_What you will do_.
**a.** In the CUDA forum post, reproduce the passage from "#define min(a,b) (a<b?a:b);" up to and including "(+ smallest value).", replacing "sampleIDs" with "sampleIndices".
**b.** Name every parameter of the bootstrap_V1 kernel in the CUDA forum post.

_Text extract_.
————
0

I am developing an application with CUDA in Ubuntu 16.04 using the cuda toolkit 8.0.

My problem is about the number of threads per block that a gtx960m (capability 5.0) can contains. I'm trying to use the max number of threads in each block and, for this reason, I'm using the cudaGetDeviceProperties() function to get this information (1024 threads, you can see in documentation) but when I use more than 512 threads per block in my kernel the the API returns the error code 0x7 ("warning: Cuda API error detected: cudaLaunch returned (0x7)") that means "Launch out of resources".

A little example code with my problem:

#include <random>
#include <curand.h>
#include <curand_kernel.h>

#define min(a,b) (a<b?a:b);

__global__ void bootstrap_V1(int nSamples, int sampleFraction, int seed, unsigned int* sampleIDs, unsigned int* inbagCounts){

  int tid = threadIdx.x + blockIdx.x * blockDim.x;
  int offset =  gridDim.x * blockDim.x;

  /*Generating a random number in a specific ranger:
    1- Use CURAND to generate a uniform distribution between 0.0 and 1.0
    2- Then multiply this by the desired range (largest value - smallest value + 0.999999).
    3- Then add the offset (+ smallest value).
    4- Then truncate to an integer.
————
_Supplied information_.
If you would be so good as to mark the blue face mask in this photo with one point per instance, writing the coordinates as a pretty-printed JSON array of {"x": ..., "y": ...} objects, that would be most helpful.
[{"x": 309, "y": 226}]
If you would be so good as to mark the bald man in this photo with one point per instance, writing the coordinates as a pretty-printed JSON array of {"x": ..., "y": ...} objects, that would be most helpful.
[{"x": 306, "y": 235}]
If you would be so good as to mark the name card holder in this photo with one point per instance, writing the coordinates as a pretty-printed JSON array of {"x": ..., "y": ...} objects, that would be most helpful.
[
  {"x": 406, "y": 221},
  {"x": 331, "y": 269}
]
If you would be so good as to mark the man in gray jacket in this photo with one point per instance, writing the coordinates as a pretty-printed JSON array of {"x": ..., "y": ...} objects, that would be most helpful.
————
_Task solutions_.
**a.**
#define min(a,b) (a<b?a:b);

__global__ void bootstrap_V1(int nSamples, int sampleFraction, int seed, unsigned int* sampleIndices, unsigned int* inbagCounts){

  int tid = threadIdx.x + blockIdx.x * blockDim.x;
  int offset =  gridDim.x * blockDim.x;

  /*Generating a random number in a specific ranger:
    1- Use CURAND to generate a uniform distribution between 0.0 and 1.0
    2- Then multiply this by the desired range (largest value - smallest value + 0.999999).
    3- Then add the offset (+ smallest value).

**b.** nSamples, sampleFraction, seed, sampleIDs, inbagCounts